BEGIN Data listing
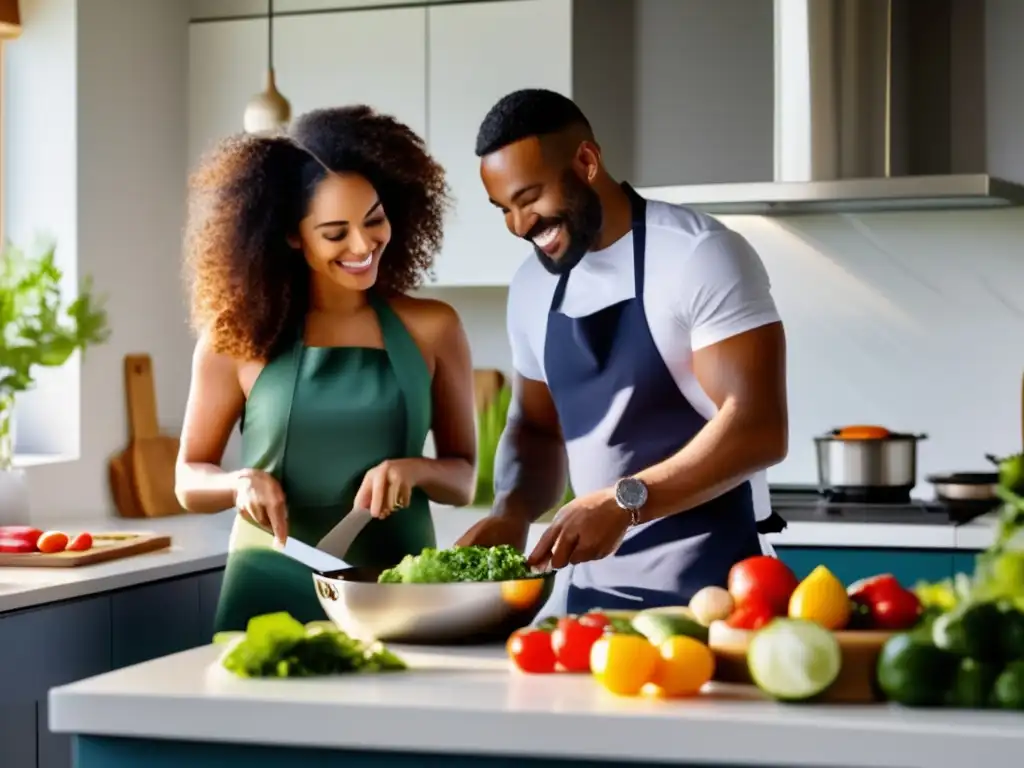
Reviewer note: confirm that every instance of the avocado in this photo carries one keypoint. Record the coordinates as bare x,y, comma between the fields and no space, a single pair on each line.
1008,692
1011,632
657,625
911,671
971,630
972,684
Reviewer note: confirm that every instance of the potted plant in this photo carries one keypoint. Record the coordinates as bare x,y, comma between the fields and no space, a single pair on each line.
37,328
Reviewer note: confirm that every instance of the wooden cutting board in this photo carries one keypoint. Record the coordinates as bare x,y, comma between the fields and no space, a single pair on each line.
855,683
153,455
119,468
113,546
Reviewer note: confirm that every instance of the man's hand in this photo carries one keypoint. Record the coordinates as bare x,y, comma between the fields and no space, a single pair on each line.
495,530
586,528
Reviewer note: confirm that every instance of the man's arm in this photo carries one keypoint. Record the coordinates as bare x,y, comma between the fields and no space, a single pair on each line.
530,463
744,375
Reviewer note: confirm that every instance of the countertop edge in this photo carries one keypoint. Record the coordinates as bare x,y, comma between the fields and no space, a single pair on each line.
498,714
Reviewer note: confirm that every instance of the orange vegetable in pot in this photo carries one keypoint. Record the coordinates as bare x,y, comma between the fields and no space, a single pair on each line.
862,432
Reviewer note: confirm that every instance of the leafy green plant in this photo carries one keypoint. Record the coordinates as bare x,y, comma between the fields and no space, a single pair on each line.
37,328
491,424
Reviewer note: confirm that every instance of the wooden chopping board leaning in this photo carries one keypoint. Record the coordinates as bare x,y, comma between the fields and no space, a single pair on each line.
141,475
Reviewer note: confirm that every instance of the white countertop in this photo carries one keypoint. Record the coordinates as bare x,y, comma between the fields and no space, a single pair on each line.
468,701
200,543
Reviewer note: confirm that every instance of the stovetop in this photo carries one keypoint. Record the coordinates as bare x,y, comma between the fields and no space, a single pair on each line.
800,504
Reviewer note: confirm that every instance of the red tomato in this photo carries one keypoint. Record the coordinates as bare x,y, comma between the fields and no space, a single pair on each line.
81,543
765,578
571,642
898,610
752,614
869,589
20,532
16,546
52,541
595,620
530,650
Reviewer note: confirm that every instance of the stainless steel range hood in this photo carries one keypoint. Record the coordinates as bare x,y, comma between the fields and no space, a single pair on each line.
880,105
END Data listing
Only the lines from the one containing "Reviewer note: confirm that every instance of the orange" through the end of the entries above should be written out, exactly and in full.

Output for this exercise ▸
Reviewer note: confirm that every instance of the orange vegetable in pot in this photo carries one keypoint. Record the coordinates as bare x,y, comma between the fields and no space, a single pair on each line.
862,432
Reviewer note: confirm that every instance of the leafy green plant in this photo carries one keypoint. Record the coordinates as bare x,y, comma between the fields and no space, a single pair on each line.
37,328
491,424
Reviewer note: confirm that every instance of the wooden chopping board leaning in this photo carries one keypoint. Record the coordinates as bare x,y, comma between the fields and no space, a single pair on each line.
141,475
Reviewer note: confirm that every instance of the white countertop in this photo carries one keypoint. Record the coordinates as bare x,y, comma between the fields and no space, a single pair on each line.
468,701
200,543
Reviewer note: confirm that every instance of the stovetop in this photo carries one keypoint. Record the coordinates as bare x,y, comma between the fields and no space, a single pair on each line.
800,504
Reviewer note: confirm that every instance of the red tomato in this photo carries one keypoint. Record the coordinates as bare x,y, comma between the fields and no space, a single pair on each line.
81,543
765,578
571,642
898,610
752,614
869,589
20,532
16,546
52,541
595,620
530,650
Reviewer note: confirm that every instance of the stainless steel range hood in this photo carries one keypoint. Record the coordinates as bare x,y, comma between the fields and no space, a single pair on each line.
880,105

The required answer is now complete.